### Extracto de página

= = = = = = =

Antes que cualquier cosa la anormalidad es un dispositivo del poder moderno. Luego de aquella entidad subterránea y casi invisible es entonces otras cosas: una alteración, una transgresión del ciclo vital, un constructo y, sobre todo: una disfuncionalidad; todas estas no son prescindiendo de la presencia de la cultura y la legitimización de los saberes ya sean locales o expertos mediante un fuerte sistema político.


A simple vista, los criterios que rigen actualmente la normalidad pareciesen ser dos: los estadísticos y los normativos: los primeros corresponden a una herencia concatenada del pensamiento lógico-matemático, desde el cual se valora al hombre promedio; su acepción filosófica acentúa más la idea de “como es” el ser humano que como “debería ser”; los segundos (los normativos) son patrimonio de un pensamiento más platónico, acá se valoriza el “deber ser” desde un sistema axiológico hegemónico que está de turno, buscando un modelo ideal de ser humano, siempre utópico.


En relativa acepción, ambos criterios pueden percibirse no solamente insuficientes, sino también nefastos. Las categorías normativas de anormalidad basadas en un hombre que no se somete al ideal predominante ha sido desde tiempos arcaicos un accidente cultural. Desde los fenómenos históricos más presentes: como la reivindicación de un ideal nietzscheano encarnado en los sistemas políticos nacis, provocando miles de asesinatos; hasta los más olvidados: como el secuestro, el robo de la niñez en sacrificio de la guerra en Esparta siglos antes de Cristo, reivindicando el ideal del deber ser guerrero; hasta lo más desconocido y aberrante: como los ritos de pasaje en subculturas y etnias africanas, como los yaos, donde inician sexual y brutalmente a las niñas bajo el ideal de mujer adulta mediante prácticas de tortura, las apuestas de un hombre ideal son plausibles de gran crítica, consecuencias eugenésicas, genocidios y guerras. Respecto a lo que el ser humano “ya es”, en propuesta de adaptarse a él persiguiendo las metáforas de gauss, y otras, ha sucumbido que en la vida real las personas aparenten “políticamente correcta” una similitud que mucha veces, como criticó alguna vez Husserl, la ciencia intenta "ingenuamente explicar", mientras que en lo no-aparente, en lo auténtico, el humano muestra regir su comportamiento por principios puramente internos y azarosos; bajo estas consideraciones sería importante analizar quizá, si bajo una cultura escindida de la opresión política y cultural se mantienen similitudes que mancomunen a los humanos.

= = = = = = =

### Registros mostrados
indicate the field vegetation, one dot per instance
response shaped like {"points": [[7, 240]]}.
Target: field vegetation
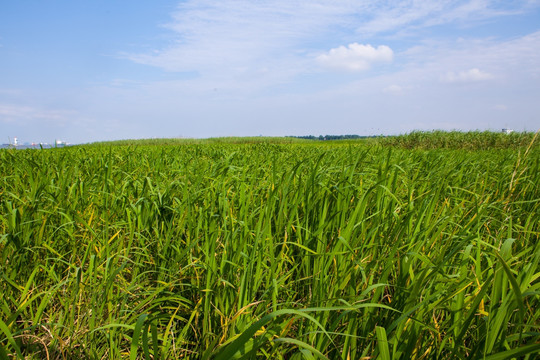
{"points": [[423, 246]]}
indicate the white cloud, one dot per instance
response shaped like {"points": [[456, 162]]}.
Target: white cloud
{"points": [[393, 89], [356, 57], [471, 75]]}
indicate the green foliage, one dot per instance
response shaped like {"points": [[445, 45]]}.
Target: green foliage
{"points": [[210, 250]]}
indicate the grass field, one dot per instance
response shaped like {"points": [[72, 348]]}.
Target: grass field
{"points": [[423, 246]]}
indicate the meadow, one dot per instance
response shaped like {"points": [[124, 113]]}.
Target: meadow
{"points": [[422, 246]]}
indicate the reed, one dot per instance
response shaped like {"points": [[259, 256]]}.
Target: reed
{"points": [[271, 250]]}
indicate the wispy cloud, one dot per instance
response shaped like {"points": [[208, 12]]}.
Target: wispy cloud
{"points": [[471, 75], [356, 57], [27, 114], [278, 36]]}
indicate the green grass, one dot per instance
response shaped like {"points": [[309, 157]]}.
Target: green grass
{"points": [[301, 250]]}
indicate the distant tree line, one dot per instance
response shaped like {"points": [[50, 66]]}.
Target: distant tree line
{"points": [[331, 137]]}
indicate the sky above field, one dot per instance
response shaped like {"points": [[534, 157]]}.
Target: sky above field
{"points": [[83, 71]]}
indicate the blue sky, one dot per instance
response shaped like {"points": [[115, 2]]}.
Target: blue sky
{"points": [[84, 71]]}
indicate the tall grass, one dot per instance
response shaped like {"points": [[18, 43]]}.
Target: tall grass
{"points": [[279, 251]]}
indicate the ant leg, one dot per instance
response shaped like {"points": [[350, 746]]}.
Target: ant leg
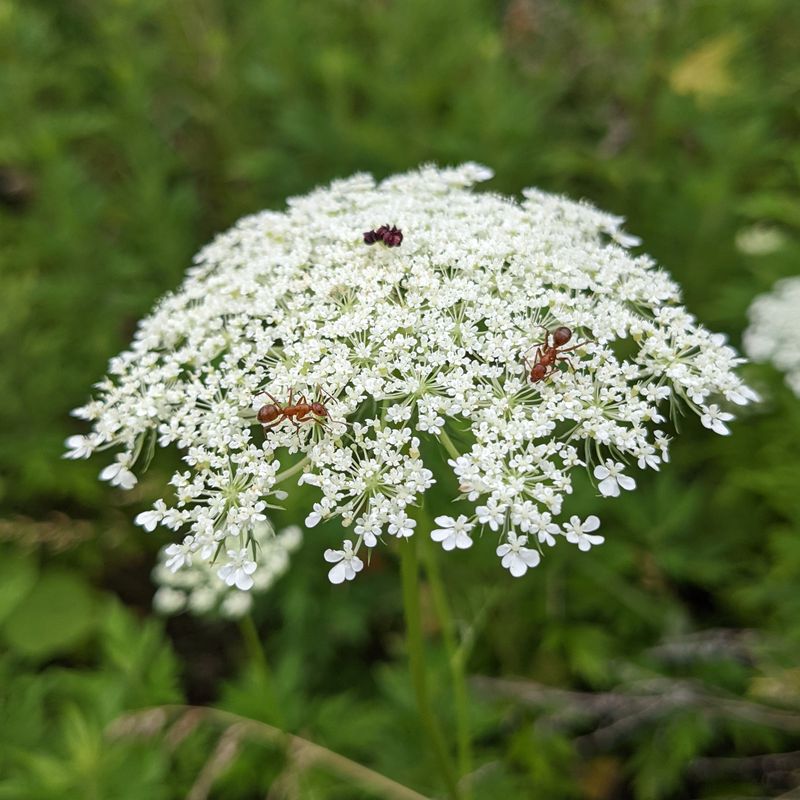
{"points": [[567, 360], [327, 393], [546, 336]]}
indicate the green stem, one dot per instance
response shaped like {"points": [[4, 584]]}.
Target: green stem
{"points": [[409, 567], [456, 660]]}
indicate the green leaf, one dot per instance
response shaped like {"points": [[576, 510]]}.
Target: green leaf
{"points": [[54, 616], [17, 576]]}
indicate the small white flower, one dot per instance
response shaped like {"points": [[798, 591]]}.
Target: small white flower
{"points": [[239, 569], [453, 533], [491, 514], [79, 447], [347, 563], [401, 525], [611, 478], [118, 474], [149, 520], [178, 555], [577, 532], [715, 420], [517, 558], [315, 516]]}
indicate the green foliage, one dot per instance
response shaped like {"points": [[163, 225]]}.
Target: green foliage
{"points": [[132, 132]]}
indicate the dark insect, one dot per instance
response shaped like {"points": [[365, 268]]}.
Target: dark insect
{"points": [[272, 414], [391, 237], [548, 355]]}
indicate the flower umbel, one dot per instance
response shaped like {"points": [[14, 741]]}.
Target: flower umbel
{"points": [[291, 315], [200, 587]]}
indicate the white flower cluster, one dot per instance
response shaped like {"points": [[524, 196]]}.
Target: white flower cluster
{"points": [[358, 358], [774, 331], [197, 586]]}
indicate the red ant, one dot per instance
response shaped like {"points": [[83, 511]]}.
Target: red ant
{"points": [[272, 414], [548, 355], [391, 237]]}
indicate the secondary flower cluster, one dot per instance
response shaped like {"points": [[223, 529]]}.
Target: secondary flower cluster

= = = = = = =

### Partes del ejercicio
1 – Convierte en una tabla Markdown con las columnas "Número" y "Línea" el tramo de los registros que empieza en la línea que contiene "indicate the flower" y llega hasta el final de los registros, omitiendo las líneas en blanco.
2 – Prosigue el texto sobre la anormalidad a partir de su última oración.
El texto y los registros provienen de fuentes distintas.

### Respuestas escritas
1 –
| Número | Línea |
|---|---|
| 1 | indicate the flower umbel, one dot per instance |
| 2 | response shaped like {"points": [[14, 741]]}. |
| 3 | Target: flower umbel |
| 4 | {"points": [[291, 315], [200, 587]]} |
| 5 | indicate the white flower cluster, one dot per instance |
| 6 | response shaped like {"points": [[524, 196]]}. |
| 7 | Target: white flower cluster |
| 8 | {"points": [[358, 358], [774, 331], [197, 586]]} |
| 9 | indicate the red ant, one dot per instance |
| 10 | response shaped like {"points": [[83, 511]]}. |
| 11 | Target: red ant |
| 12 | {"points": [[272, 414], [548, 355], [391, 237]]} |
| 13 | indicate the secondary flower cluster, one dot per instance |
| 14 | response shaped like {"points": [[223, 529]]}. |
| 15 | Target: secondary flower cluster |

2 –
De primeras a ciertas, siguiendo cualquiera de estos criterios se despiertan preguntas incomodas: ¿Puede el mayor colectivo “ser patológico”? (se preguntó alguna vez Erich Fromm), si la respuesta es afirmativa: ¿Cómo puede lo patológico definir lo patológico? Si la respuesta en negativa: ¿De qué hablan entonces las estadísticas mundiales? ¿Es mensurable una patología?, o como se preguntó Nietzsche ¿puede lo humano definir lo humano? Otra consideración, quizá menos conceptual, pero más circundante en las practicas sociales, es una respecto a la inmutabilidad. Los cambios repentinos, sin previa visualización del proceso (al menos aparentemente) pareciesen vislumbrar algún tipo de patologización; en la cultura posmoderna, la estaticidad es empleada desde distintas metáforas como una dimensión de la madurez, el bienestar, la “coherencia” o la “continuidad” y otras más que refieren a lo sano, normal y común. Todo quiebre subversivo en este contexto acusa un problema, pero la paradoja sustancial es que aquello que nos mancomuna así “estáticos” e invariables no es propio de nuestra naturaleza humana sino propio de un orden social que unívocamente nos somete por la fuerza y nos autosomete por la cultura de la ortofuerza, es decir, la fuerza correcta que mediante unos axiomas morales determinada organización social obliga. En otras palabras, el ser humano, no es naturalmente inmutable, sino al contrario, este es un ser cambiante, en tránsito, siempre está reinventándose a sí mismo y repensándose en una constante metamorfosis. La normalidad, por su parte, es un concepto quieto que intenta “ordenar” el movimiento fenomenológico a expensas de mancomunar taxonomías que nos permitan generar marcos de inteligibilidad a través de los cuales formar sociedad hegemónica. Sin embargo, cuando se observa al humano por fuera de los dispositivos de poder ya sean psiquiátricos u otros, este humano nunca para de transformarse y permanece en constante deformación de sí mismo. No obstante, la patología, psiquiátrica o no, es visible y empíricamente inobjetable.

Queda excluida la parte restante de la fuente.